(Stored data entries)
····················
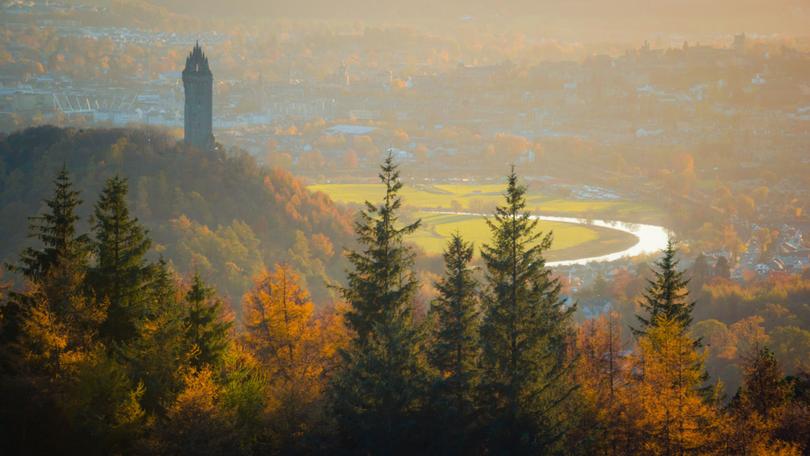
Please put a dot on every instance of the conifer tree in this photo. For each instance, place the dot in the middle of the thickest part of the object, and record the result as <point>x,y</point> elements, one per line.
<point>55,230</point>
<point>158,353</point>
<point>761,408</point>
<point>55,270</point>
<point>523,334</point>
<point>206,331</point>
<point>722,268</point>
<point>379,388</point>
<point>121,274</point>
<point>675,418</point>
<point>666,296</point>
<point>454,352</point>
····················
• EXERCISE DETAILS
Your copy should hold each line above exactly and no pictures at all.

• WRITTEN RESPONSE
Please put a dot on every instance of the conifer tree in this photo. For each instance, place the dot in the middle of the thickest part of the object, and record the result as <point>x,y</point> elements, one per line.
<point>55,230</point>
<point>158,353</point>
<point>761,408</point>
<point>55,270</point>
<point>523,334</point>
<point>206,331</point>
<point>722,268</point>
<point>379,388</point>
<point>121,274</point>
<point>675,418</point>
<point>666,296</point>
<point>454,352</point>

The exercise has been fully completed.